A church probably can't do much with money or comparable 'rewards' (as Curt suggested, families probably know best what might be very important to a child and what they could offer as incentive: in this instance, which may have been completely mythical, the gentleman was supposed to be very rich and very willing to use his riches to encourage children to greater familiarity with the catechism: I think for such a staggering sum one was supposed to be able to say them word perfect, reciting the questions in order, too, though the whole thing could have been exaggerated), but you may be able to do something with 'tickets' which can then be exchanged at some point in some sort of small bazaar? I think my grandparents' church did something like this: tickets could be purchased or earned. Perhaps one could earn a ticket for being able to explain the answer in one's own words (a la Curt's daughter's wonderful suggestion) and another for being able to recite it, etc (you could even do two for perfect recitation, and one for recitation with one or two promptings)? With something like that, perhaps even children who have trouble with memory would have an incentive to pay attention and understand and try? 

My mom always repeated the things she wanted us to learn, being careful to emphasis the same words/syllables with each repetition. The patterns associated with the phrases would stay in our heads. I think that is how I could learn answers with words I didn't understand -- the patterns took over. They still do, and I have trouble focusing on meaning, rather than rhythm.


----------



## sevenzedek (Aug 14, 2013)

I use the Flashcards app with my iPhone. As Jack has said, using a mnemonics is very helpful, and this is what the Flashcards app helps me to accomplish. I create cards with pictures on them.

I have read, and found by experience, that memory is actually developed not so much through repetition, but in the recall aspect of the process; even during the very early stages of acquiring a new verse. Repetition is certainly helpful, but locking a verse or question into the memory comes more from exercising the memory; that is, the act of recalling the information.

Since mnemonics help me to recall verses and questions without having to look at the actual words, it helps me to focus my attention more on the remembering rather than the words as an aid to remembering. After the words have become familiar, looking at them should only be done to correct and reinforce what is memorized.

In other words, memory is developed more through the act of remembering than the act of repetition (even while recalling the words includes repetition), and using a mnemonic is an aid for this process. Repetition will help with short term memory while the act of remembering and recalling will help with long term memory.

Another thing that is crucial is to have a robust plan for review. It is important to review more frequently at the beginning of acquiring a new verse and less frequently as the memory of it is developed. Such a robust plan should include days, weeks, months, and years into the future. Concerning a repetition plan that includes years into the future; sometimes we forget what is actually already locked into our memory, and attending to this in the distant future keeps it fresh and accessible. The participant will also need to correct and reinforce the memory by looking at the words throughout the process. We tend to add and subtract words.

When a new verse is being acquired, and long term memory is being developed, it is important to order the reviewing of the actual words and the recall process in a certain order. In the beginning, the words should be looked at prior to exercising the memory. As recalling the words becomes easier, the words should only be reviewed after they have been recited. This will put the emphasis where it will be most beneficial—the act of remembering.

**Short task 1**
Reproduce the image records below verbatim, leaving out the picture itself.

[Outline entries for images]

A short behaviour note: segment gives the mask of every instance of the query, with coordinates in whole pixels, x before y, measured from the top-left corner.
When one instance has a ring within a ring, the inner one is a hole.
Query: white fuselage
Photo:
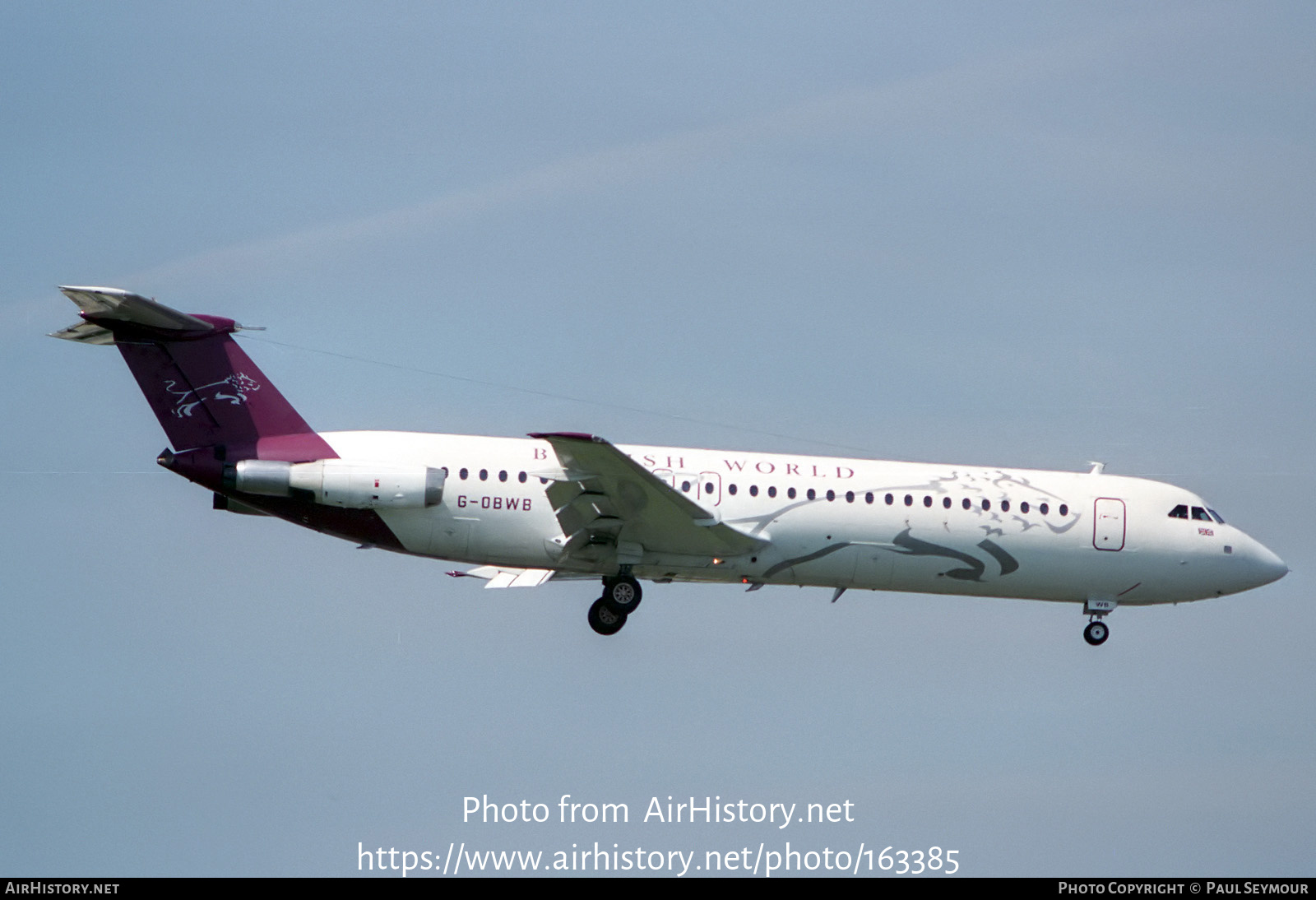
[[[563,555],[546,493],[557,466],[529,438],[334,432],[346,461],[447,471],[442,501],[380,511],[407,551],[562,574],[617,571],[617,557]],[[630,545],[654,580],[800,584],[1119,604],[1179,603],[1287,572],[1261,543],[1183,488],[1105,474],[620,446],[708,511],[761,538],[734,558]],[[625,546],[626,534],[620,536]]]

**Short task 2**
Translate this sentence from the forum thread on memorization into Spanish: "Repetition will help with short term memory while the act of remembering and recalling will help with long term memory."

**Task result 1**
A short behaviour note: segment gives the mask of every instance of the query, with coordinates in whole pixels, x before y, measured from the top-left corner.
When one instance has a ring within a ring, the inner one is a hole.
Query: white fuselage
Photo:
[[[563,555],[546,493],[557,466],[529,438],[334,432],[346,461],[447,471],[442,501],[380,511],[407,551],[562,574],[617,571],[617,557]],[[630,545],[654,580],[800,584],[1119,604],[1179,603],[1287,572],[1261,543],[1183,488],[1105,474],[620,446],[708,511],[761,538],[734,558]],[[625,546],[626,534],[620,536]]]

**Task result 2**
La repetición ayudará con la memoria a corto plazo, mientras que el acto de recordar y evocar ayudará con la memoria a largo plazo.